> [INSTRUCTIONS FOR THE TASK] Starting with the line that contains "Drop a marker on every instance of the shirt" and continuing through the end of the listing, write out those lines again, requests included, but multiply every coordinate in the answers by 2.35 and round to whole numbers, with halves rounded up. Leave the numbers in the requests and their sample points as they are.

> [PROVIDED DATA]

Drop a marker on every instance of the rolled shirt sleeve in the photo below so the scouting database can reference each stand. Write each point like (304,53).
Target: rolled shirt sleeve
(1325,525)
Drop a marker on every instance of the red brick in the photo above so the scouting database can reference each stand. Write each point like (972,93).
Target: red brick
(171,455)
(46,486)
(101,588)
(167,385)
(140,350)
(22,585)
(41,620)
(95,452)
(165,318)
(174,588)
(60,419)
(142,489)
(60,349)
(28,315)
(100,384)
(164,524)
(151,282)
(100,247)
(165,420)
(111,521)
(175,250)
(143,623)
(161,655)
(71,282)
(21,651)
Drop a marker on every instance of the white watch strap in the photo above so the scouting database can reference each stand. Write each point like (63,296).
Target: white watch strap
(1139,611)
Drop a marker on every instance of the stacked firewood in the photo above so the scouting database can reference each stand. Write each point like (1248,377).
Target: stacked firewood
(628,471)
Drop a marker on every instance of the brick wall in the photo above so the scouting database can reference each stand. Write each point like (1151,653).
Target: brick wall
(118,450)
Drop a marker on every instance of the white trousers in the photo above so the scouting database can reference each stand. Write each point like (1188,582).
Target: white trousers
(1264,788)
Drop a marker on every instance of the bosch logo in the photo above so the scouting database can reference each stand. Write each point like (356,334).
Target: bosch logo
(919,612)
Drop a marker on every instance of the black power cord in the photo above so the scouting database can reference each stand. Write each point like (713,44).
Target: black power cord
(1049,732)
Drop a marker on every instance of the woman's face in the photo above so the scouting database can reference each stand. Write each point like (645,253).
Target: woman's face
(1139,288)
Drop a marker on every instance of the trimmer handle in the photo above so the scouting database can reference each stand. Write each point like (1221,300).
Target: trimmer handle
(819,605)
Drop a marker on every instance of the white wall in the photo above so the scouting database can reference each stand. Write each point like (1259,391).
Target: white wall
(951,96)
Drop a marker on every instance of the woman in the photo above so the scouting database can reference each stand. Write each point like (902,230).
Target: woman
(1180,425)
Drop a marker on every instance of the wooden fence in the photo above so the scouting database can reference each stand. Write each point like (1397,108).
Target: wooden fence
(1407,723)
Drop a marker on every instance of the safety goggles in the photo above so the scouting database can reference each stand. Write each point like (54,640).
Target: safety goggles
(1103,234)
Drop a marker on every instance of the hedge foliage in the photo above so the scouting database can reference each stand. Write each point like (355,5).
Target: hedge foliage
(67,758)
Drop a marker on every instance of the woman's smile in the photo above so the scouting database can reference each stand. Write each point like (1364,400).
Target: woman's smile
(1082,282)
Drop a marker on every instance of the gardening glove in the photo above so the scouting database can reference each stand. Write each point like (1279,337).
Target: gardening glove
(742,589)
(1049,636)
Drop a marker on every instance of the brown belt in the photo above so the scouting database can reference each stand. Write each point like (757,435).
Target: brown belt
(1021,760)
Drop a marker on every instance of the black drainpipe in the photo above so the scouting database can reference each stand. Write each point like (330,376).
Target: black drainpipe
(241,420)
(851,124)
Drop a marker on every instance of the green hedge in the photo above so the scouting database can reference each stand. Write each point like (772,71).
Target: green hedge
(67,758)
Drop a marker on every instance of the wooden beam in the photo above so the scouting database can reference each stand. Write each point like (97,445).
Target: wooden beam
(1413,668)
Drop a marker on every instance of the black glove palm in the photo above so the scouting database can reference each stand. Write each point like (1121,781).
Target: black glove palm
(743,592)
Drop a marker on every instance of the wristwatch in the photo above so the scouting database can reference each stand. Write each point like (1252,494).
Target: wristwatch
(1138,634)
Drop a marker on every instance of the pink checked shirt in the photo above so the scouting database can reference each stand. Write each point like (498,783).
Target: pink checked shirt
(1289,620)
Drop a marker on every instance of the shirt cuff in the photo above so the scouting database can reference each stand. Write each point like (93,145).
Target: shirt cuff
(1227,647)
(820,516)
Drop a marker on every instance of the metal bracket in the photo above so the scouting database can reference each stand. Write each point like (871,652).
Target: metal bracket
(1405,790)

> [SOLVED EXERCISE]
Drop a marker on every instance of the shirt cuff in the photo above so the scouting database can reference each stand. Write each point like (93,145).
Target: shirt cuff
(2883,1520)
(1927,1213)
Drop a marker on every instance of the metal bracket in the photo above so the scouting database can reference each stand. Write each point like (871,652).
Target: metal bracket
(3302,1857)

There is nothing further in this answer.